» **OBJECTIVE**: Quote all entries exactly, leaving pictures aside.

[Location labeling records]
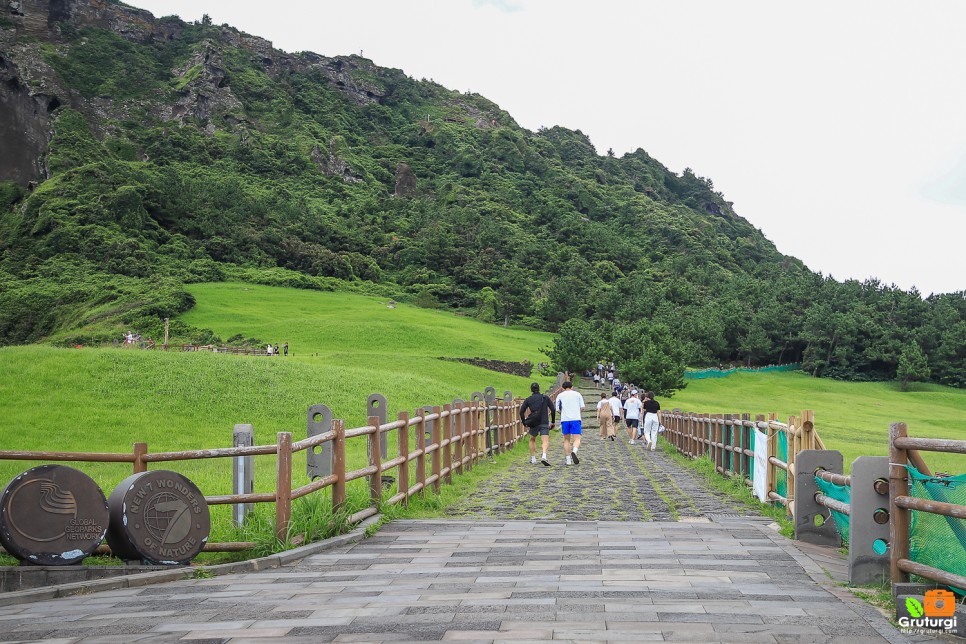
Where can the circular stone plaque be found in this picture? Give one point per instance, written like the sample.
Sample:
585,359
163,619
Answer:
52,515
159,517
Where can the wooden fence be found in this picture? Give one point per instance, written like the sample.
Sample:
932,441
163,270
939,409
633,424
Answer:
903,450
882,498
459,435
726,440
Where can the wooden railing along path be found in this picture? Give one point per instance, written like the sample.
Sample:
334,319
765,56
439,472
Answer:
880,506
448,439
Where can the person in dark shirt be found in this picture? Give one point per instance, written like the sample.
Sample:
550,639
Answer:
539,407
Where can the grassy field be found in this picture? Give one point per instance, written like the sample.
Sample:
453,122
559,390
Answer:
851,417
342,348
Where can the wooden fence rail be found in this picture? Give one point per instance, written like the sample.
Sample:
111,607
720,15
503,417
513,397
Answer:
474,431
725,440
904,450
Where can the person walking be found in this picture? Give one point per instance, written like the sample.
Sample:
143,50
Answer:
632,415
616,409
605,418
537,413
569,404
652,422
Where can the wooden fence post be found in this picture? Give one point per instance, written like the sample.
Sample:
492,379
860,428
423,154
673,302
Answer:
437,441
458,437
793,438
140,449
402,434
772,478
718,460
808,426
338,464
447,426
421,449
745,444
375,460
283,486
898,486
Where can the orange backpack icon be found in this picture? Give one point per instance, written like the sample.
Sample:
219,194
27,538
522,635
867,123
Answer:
939,603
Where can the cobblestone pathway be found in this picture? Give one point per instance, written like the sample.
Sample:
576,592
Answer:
624,547
615,481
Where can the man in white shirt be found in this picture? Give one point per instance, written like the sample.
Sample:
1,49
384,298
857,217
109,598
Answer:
632,415
569,404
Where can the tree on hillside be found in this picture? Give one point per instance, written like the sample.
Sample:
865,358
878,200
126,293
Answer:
576,347
912,365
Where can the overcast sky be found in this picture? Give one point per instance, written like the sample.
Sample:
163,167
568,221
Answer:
838,128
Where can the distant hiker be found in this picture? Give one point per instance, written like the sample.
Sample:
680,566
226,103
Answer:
569,404
616,409
538,415
605,418
652,421
632,415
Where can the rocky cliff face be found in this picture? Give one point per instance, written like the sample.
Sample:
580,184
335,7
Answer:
30,90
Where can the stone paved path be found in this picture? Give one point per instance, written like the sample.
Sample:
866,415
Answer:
614,481
585,566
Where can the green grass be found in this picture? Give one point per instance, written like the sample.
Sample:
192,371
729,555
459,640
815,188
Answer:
348,330
342,348
851,417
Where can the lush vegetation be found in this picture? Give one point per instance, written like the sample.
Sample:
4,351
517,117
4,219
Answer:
204,160
105,400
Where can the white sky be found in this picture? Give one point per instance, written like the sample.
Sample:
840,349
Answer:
837,127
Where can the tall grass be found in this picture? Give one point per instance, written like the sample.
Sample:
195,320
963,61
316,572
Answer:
342,348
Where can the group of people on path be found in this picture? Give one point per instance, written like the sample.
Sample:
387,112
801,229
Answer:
539,414
640,417
273,351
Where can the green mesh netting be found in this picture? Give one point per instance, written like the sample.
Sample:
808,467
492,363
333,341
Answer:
701,374
936,540
781,483
839,493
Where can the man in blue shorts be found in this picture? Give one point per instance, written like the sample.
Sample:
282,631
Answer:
569,404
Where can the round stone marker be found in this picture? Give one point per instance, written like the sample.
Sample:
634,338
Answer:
52,515
159,517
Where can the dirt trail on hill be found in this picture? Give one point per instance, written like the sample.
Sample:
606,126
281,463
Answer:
615,481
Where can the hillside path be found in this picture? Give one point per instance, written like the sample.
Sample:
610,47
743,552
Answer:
614,481
624,547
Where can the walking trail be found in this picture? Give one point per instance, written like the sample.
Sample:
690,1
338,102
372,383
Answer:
625,546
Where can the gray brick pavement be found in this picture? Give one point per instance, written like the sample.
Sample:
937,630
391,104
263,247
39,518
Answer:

» **CORRECT OUTPUT**:
Where can the circular stone plaque be found in this picture? Give one point per instance, written like the sample.
Sample:
585,359
163,619
Answer:
52,515
159,517
Where can the wooden fence be found in this picture? Give one point per instance, written like the sample.
Sample:
932,441
163,270
939,409
633,424
Answer:
903,450
882,498
459,435
726,440
Where can the wooden railing along path be found in this picture? Give one point per instance, written like the sample.
Sample:
334,319
765,56
439,472
Answer:
880,506
448,439
Where can the person in dark shirt be found in this picture? Give one point per instance, written like the sample.
Sample:
550,639
Answer:
539,407
Where can the grassy field be found in this picture? Give one point per instance, written like the sample.
Sample:
453,122
559,390
Answer:
851,417
342,348
Where can the wooden fence rail be found in this picture? Give one point per instance, written like the sample.
Sample:
111,607
720,15
503,417
513,397
Answer:
474,431
725,440
904,450
Where can the person walking be found in this picture? Give one point per instance, written like the sample.
Sample:
143,50
Answer:
632,415
616,409
605,418
537,413
569,404
652,422
Where can the wooden fence post be found in this picture? Give one point per instance, written like the sample.
Sample:
492,379
860,428
423,154
673,302
Answer:
437,441
458,437
793,438
140,449
402,434
772,478
718,460
808,426
338,464
447,426
421,449
745,444
375,460
283,486
898,486
Where can the orange backpack icon be found in this picture? Give one point per instance, written like the sample.
Sample:
219,194
27,538
522,635
867,123
Answer:
939,603
Where can the cobblestone pathway be found in this picture? Give one point per instance, written like the sample.
Sample:
576,592
Answer:
624,547
615,481
Where can the man in white shirt be found in this picture? Give one point per instance, written like the sample.
Sample:
1,49
384,298
857,217
109,598
Answer:
632,415
569,404
Where can the tree on hillside be found in this picture? Give one point per instance, written like the sample.
Sample:
865,358
878,200
126,293
Answer:
576,347
912,365
Where can the overcast sky be found in this picture? Give one point per instance, written like the sample.
Sample:
163,167
568,221
Answer:
838,128
Where can the distant hiker be found in this picture? Give one point per instance, written like the sample.
Sample:
680,566
226,103
Answer:
569,404
616,409
538,415
605,418
652,421
632,415
Where can the rocky cliff face be found in this picture? Give one point per instance, written like the sample.
Sample:
580,184
335,7
Answer:
30,90
Where can the stone paved path be found in this picture? Give one point per instance, written like the sample.
Sample:
866,415
Answer:
614,481
585,566
Where can the green grass be found in this picture? Give one point per instance, written like the sample.
Sample:
192,371
729,555
459,640
815,188
Answer:
348,330
342,348
851,417
Where can the lush vegetation be found in this picture? Give one point per instance, written like the sample.
Sample:
4,351
517,117
4,219
Answer:
204,160
105,400
Where can the white sky be found in this picture? Give one point per instance, written like the sample.
Sample:
840,349
Answer:
837,127
Where can the tall grass be found in this picture? Give one point per instance, written like the sample.
Sample:
195,320
963,61
316,572
Answer:
342,348
Where can the group of people on path be found in this picture? Give one point per instance, written like the sample.
Sample:
387,112
801,229
Answer:
539,414
640,417
273,351
Where can the green mesh netting be found in this picture? Give one point per instance, written like the sample.
Sample:
808,467
492,363
333,341
Answer:
701,374
936,540
781,483
839,493
Where can the man in blue shorts be found in this picture? Give one point per instance, written like the sample.
Sample:
282,631
Answer:
569,404
Where can the round stone marker be found in this picture? Give one point per instance, written like the sample.
Sample:
634,338
Answer:
52,515
159,517
Where can the dirt trail on hill be found in this picture? Give one point per instance, written like the sample.
Sample:
606,126
281,463
Answer:
615,481
Where can the hillside path be found in this picture? Give one point per instance, written like the sample.
Sample:
610,47
743,552
Answer:
614,481
624,547
Where can the walking trail be found in this picture? Give one point per instance, written like the sample.
Sample:
690,1
338,102
372,383
Answer:
625,546
Where can the gray brick pavement be found in this picture? Give one point per instance, written like the sample.
Sample:
937,630
391,104
263,247
39,518
Answer:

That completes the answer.